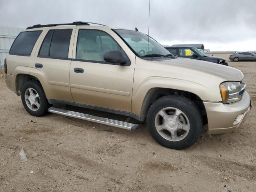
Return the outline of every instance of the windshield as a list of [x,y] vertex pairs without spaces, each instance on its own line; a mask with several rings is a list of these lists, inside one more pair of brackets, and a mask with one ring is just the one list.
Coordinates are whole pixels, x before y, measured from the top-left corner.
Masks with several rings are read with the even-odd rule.
[[[172,55],[158,42],[150,37],[149,38],[147,35],[144,33],[136,31],[123,29],[115,30],[115,31],[121,36],[140,57],[150,54]],[[159,55],[158,56],[161,56]]]
[[196,53],[200,57],[208,57],[206,55],[204,54],[202,52],[200,51],[198,49],[195,47],[193,48],[193,51],[195,53]]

____

▶ [Set problem]: Write out the lines above word for word, leaving out the picture.

▶ [Written response]:
Return the outline of every instance of the windshield as a list of [x,y] vertex pairs without spaces, each instance on its own line; a mask with several rings is a list of these lists, inside one more pair of brackets, and a mask with one ring is just the one list.
Coordinates are whole pixels, x before y, measured from the top-left corner.
Masks with several rings are read with the even-odd rule.
[[[172,55],[158,42],[150,37],[149,38],[147,35],[144,33],[136,31],[123,29],[115,30],[115,31],[121,36],[140,57],[150,54]],[[159,55],[158,56],[161,56]]]
[[196,53],[200,57],[208,57],[206,55],[204,54],[202,52],[200,51],[198,49],[195,47],[193,48],[193,51],[195,53]]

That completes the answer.